DATA ENTRIES:

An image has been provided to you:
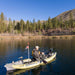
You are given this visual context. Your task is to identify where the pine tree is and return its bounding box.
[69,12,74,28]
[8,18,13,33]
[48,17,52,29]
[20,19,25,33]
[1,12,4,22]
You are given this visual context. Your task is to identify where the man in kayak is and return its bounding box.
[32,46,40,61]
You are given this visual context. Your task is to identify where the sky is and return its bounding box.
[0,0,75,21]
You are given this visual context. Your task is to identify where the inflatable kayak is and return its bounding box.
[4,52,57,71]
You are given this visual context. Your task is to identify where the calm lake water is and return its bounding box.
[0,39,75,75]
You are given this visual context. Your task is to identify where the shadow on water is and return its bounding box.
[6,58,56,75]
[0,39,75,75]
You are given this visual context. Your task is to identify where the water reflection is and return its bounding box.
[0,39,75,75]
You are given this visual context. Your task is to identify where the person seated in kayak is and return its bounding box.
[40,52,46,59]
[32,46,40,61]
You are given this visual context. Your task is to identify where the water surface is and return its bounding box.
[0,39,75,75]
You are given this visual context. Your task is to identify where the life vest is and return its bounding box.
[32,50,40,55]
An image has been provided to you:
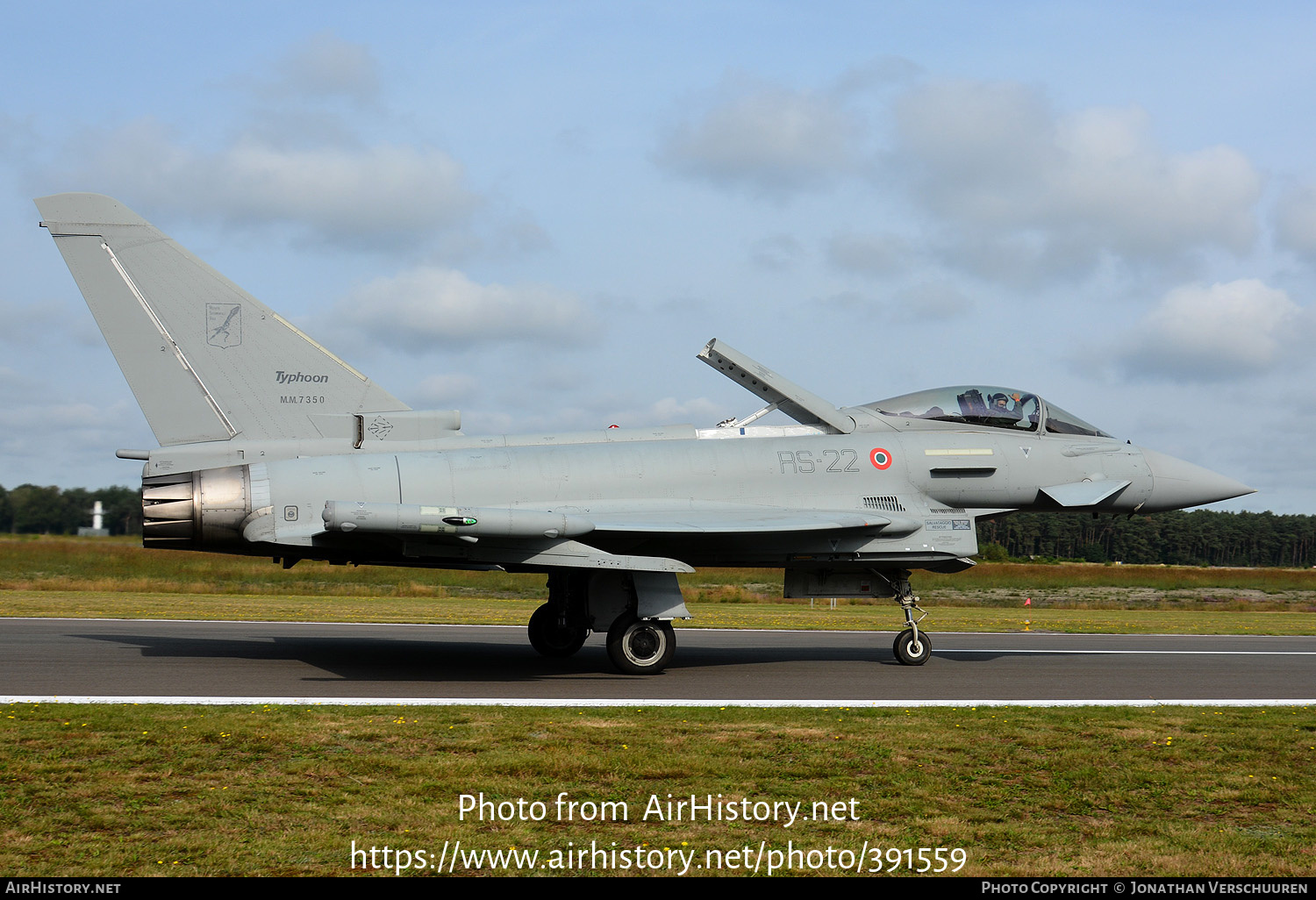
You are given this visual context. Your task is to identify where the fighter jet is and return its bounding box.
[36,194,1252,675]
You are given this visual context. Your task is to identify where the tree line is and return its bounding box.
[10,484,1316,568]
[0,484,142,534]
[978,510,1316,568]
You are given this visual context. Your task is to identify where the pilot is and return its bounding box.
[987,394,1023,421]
---
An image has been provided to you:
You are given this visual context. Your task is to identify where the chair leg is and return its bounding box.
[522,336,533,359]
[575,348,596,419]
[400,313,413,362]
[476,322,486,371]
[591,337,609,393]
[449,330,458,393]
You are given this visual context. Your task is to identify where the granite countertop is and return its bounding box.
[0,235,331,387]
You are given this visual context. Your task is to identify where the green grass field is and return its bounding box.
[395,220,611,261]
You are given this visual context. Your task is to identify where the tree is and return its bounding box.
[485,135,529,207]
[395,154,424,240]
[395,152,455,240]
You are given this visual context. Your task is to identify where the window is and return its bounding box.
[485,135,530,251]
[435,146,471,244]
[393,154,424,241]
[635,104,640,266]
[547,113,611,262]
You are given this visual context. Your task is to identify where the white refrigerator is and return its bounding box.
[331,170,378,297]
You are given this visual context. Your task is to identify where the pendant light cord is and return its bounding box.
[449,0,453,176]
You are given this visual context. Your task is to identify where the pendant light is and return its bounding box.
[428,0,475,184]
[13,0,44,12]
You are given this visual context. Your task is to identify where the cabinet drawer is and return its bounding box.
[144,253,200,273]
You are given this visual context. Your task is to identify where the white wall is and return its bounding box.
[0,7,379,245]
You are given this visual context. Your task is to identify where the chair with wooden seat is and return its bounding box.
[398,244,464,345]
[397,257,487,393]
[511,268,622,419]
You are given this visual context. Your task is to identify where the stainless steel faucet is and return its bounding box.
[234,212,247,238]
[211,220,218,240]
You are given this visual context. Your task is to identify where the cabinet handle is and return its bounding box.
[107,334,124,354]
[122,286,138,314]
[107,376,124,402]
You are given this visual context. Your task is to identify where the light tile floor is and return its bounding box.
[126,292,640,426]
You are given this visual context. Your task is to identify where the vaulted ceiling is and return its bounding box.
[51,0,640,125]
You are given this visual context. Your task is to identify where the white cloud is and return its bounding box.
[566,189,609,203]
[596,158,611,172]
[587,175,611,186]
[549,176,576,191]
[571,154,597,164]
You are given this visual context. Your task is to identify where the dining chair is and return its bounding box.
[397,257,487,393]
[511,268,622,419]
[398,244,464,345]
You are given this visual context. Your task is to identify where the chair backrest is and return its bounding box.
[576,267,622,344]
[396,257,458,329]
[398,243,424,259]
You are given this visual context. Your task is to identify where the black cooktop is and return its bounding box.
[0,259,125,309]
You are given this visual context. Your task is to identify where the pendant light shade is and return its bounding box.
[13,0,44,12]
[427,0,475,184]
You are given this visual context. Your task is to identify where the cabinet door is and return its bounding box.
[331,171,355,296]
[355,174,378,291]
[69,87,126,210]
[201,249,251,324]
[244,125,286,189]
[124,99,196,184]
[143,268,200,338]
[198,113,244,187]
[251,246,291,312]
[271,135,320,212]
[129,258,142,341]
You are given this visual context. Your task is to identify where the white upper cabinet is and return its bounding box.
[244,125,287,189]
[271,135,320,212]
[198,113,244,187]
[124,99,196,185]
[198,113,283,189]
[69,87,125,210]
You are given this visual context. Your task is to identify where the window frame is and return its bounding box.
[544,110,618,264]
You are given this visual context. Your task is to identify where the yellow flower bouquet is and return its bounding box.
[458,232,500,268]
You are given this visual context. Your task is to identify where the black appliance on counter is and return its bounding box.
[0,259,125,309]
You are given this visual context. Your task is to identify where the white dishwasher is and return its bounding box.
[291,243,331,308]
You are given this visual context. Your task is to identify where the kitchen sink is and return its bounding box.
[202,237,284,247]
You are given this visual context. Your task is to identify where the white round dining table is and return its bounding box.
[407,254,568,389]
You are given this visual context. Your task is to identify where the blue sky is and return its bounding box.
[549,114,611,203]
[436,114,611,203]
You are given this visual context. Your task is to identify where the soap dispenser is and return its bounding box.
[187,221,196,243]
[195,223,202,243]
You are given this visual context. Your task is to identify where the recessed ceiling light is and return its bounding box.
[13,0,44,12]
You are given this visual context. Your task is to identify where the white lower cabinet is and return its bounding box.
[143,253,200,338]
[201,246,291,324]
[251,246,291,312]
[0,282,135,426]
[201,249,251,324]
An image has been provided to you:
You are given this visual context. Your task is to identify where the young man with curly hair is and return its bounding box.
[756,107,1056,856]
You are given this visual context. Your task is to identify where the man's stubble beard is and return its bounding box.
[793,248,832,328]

STATED PROBLEM: Convert the entries from the line with "beard is and return its bounding box." to the line with "[793,248,832,328]" into a JSON list of strings, one string per line, with blank lines left out.

CORRECT RESPONSE:
[
  "You are given this visual context. Your task is to identify where the man's stubble beard is and return its bounding box.",
  "[793,248,832,328]"
]